◆ Exercise aim:
All that should be output is the block of lines below from the line with "Target: distant hill" to the line with "Target: stone step", both included, exactly as written.

┌──

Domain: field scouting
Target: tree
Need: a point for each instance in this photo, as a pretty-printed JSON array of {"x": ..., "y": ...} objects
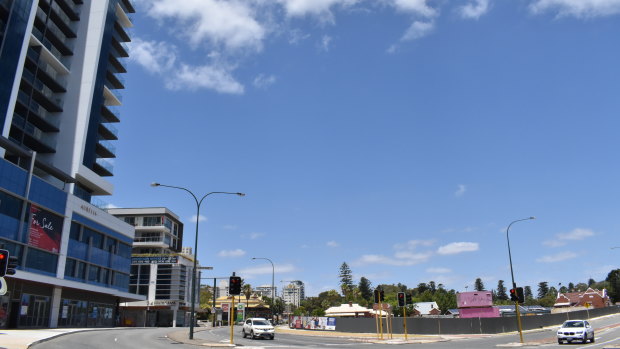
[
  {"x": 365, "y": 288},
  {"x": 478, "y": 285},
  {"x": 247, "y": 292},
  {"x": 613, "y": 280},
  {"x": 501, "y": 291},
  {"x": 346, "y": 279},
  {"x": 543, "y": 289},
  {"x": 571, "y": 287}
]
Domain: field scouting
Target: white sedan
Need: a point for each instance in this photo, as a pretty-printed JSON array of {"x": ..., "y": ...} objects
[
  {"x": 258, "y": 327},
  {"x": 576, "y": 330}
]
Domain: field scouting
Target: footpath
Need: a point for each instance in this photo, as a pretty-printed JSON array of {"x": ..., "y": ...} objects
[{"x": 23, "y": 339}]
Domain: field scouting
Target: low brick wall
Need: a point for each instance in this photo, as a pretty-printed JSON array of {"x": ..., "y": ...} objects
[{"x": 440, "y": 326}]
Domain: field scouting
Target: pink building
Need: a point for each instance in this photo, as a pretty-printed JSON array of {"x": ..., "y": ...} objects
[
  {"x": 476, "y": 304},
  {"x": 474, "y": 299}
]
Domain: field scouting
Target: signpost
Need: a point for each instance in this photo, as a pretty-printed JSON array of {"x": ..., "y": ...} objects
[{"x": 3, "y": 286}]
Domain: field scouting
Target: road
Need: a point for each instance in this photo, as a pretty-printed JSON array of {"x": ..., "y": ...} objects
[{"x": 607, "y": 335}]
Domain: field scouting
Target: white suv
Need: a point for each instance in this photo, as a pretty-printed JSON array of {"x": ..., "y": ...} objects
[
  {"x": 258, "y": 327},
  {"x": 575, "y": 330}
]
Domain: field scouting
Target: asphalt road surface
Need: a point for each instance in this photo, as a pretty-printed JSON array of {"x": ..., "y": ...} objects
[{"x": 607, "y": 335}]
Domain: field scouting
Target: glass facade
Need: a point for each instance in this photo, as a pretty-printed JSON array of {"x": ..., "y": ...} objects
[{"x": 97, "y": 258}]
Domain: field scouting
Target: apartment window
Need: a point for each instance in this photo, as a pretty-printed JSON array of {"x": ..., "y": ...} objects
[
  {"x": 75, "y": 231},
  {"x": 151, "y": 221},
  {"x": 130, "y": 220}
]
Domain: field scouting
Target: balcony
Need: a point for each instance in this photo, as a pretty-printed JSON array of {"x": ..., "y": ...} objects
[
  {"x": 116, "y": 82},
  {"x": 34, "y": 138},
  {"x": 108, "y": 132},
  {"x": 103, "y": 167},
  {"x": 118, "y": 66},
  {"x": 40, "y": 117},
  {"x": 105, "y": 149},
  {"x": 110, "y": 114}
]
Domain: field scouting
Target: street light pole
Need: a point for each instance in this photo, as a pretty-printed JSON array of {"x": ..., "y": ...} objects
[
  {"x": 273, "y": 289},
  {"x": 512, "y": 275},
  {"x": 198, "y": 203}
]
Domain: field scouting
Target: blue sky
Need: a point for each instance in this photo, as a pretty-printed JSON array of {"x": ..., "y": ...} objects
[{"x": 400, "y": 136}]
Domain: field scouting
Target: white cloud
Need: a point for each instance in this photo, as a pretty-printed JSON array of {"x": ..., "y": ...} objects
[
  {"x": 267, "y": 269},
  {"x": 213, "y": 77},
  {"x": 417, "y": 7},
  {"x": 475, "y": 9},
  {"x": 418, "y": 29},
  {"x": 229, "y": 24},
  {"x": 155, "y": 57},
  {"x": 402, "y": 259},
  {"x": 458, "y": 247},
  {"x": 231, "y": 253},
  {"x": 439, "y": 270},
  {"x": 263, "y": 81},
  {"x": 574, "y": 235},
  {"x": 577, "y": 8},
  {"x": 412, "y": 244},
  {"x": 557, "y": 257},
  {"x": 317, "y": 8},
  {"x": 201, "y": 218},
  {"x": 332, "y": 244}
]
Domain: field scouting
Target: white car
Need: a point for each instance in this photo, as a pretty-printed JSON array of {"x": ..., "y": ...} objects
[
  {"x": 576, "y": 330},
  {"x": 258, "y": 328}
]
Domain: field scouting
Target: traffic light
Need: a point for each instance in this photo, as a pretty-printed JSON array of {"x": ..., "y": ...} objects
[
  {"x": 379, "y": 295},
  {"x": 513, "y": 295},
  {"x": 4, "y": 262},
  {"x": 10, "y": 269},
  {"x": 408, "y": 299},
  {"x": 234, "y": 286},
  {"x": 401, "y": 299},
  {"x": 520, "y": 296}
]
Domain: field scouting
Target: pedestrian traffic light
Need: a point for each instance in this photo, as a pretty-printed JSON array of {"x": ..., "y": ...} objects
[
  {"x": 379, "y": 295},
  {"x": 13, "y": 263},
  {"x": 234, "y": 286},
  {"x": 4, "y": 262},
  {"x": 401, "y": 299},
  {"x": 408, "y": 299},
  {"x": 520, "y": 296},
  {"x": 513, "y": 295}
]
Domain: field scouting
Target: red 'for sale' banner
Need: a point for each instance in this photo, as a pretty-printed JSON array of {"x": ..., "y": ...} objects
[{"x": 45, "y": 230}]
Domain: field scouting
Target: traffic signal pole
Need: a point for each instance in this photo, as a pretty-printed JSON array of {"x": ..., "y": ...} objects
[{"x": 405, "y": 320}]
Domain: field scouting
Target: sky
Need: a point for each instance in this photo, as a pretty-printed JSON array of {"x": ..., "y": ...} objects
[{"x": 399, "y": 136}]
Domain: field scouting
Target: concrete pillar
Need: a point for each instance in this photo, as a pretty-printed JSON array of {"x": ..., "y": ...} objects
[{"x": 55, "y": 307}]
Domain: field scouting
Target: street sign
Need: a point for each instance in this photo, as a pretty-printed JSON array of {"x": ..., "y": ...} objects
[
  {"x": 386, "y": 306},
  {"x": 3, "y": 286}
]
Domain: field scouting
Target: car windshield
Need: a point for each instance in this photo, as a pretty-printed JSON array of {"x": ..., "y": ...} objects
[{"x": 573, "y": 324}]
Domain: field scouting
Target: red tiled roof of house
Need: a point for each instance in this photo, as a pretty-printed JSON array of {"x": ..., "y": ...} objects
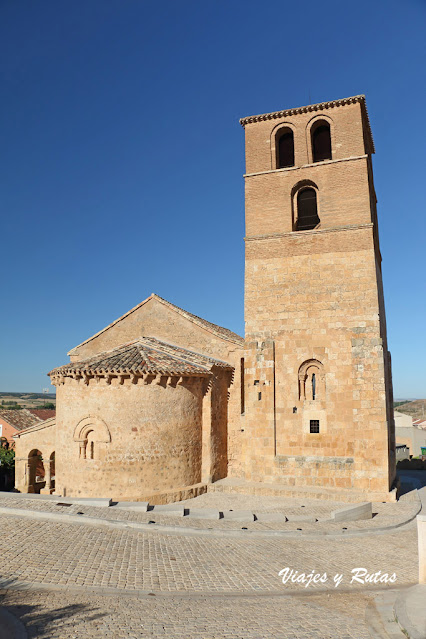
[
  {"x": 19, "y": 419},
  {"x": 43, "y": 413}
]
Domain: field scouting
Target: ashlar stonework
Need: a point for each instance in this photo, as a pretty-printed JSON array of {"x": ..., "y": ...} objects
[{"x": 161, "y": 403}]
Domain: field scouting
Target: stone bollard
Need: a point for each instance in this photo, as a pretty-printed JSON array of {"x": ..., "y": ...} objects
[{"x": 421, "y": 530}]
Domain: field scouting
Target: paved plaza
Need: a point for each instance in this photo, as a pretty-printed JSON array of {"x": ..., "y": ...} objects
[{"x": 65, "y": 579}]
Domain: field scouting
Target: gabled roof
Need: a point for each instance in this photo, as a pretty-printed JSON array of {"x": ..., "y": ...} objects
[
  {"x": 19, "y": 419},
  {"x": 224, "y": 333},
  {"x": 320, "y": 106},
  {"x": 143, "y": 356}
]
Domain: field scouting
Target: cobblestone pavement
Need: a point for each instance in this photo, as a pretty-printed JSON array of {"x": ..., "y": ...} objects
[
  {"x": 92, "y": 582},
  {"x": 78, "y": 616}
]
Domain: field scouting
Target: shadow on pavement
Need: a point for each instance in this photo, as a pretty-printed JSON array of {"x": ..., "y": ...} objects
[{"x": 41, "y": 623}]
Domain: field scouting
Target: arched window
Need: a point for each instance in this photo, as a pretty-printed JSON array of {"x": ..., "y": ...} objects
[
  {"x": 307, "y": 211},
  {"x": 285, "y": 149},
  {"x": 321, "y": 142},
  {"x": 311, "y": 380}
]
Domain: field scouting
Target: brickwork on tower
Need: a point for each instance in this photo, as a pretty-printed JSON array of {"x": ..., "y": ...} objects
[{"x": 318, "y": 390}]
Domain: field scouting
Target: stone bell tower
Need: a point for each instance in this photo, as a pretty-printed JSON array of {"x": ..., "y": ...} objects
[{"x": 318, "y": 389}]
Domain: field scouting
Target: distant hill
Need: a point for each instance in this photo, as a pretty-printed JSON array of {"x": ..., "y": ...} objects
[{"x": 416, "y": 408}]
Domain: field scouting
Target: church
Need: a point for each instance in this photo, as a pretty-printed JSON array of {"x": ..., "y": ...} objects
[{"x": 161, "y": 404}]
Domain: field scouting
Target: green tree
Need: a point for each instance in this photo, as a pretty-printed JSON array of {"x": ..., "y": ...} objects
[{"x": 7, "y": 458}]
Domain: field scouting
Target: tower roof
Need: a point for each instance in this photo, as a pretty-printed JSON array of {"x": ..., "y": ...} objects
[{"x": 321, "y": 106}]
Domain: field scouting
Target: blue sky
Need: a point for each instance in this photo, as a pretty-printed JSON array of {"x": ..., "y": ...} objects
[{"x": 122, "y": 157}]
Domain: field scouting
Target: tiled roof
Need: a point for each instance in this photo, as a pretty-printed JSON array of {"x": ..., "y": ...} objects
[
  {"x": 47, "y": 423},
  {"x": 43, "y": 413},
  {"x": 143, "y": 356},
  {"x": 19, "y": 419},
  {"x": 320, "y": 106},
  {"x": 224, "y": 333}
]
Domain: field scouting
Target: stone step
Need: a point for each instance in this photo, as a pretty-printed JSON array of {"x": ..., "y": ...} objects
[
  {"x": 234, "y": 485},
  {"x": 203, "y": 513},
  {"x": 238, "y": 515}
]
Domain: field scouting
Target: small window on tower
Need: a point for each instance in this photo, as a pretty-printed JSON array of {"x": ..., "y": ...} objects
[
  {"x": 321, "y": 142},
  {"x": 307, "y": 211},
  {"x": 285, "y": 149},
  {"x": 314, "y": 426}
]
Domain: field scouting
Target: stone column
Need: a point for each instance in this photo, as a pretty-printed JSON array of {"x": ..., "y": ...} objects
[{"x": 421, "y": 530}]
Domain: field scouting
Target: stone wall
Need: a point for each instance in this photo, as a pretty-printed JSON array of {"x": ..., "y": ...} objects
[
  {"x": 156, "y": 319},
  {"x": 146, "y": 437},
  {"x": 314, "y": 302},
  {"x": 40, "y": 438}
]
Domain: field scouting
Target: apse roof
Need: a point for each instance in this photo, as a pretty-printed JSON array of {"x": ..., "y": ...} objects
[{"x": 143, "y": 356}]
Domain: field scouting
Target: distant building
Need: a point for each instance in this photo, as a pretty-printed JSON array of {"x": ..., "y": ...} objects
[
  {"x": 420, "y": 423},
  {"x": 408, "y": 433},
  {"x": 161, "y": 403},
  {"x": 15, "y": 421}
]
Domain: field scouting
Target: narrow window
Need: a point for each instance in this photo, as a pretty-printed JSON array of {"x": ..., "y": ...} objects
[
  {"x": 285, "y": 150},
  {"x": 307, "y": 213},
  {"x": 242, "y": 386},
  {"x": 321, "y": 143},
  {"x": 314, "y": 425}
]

└──

◆ Worked solution:
Target: distant hill
Need: a point for each instance in this photo, as a pretty-printed JSON array of {"x": ..., "y": ...} objects
[{"x": 416, "y": 408}]
Domain: field scouting
Target: church
Need: a point for each instance in this photo, as a pretty-printed JSON array of {"x": ..., "y": ...} objects
[{"x": 161, "y": 404}]
Domain: field scouting
Target: green tree
Need: a point for each instance in this photo, as a pretty-printed JSON array of {"x": ..., "y": ...} objects
[{"x": 7, "y": 458}]
Domain: field scouting
Target: tower roof
Need: a point for each instance in this photo, as a pretty-printed JSON array of {"x": ..., "y": ...} objects
[{"x": 321, "y": 106}]
Domain: field scouting
Target: blue sky
Need: a point for each instance in this photo, as a pretty-printed JSON array of {"x": ..., "y": ...} objects
[{"x": 122, "y": 157}]
Domain: field scouting
Target: tiled roof
Need: a point for each instance in this photo, as a pretty-printed JSON array of {"x": ..., "y": ...} objects
[
  {"x": 47, "y": 423},
  {"x": 43, "y": 413},
  {"x": 143, "y": 356},
  {"x": 19, "y": 419},
  {"x": 320, "y": 106},
  {"x": 224, "y": 333}
]
Domain: field scouting
Target: stone step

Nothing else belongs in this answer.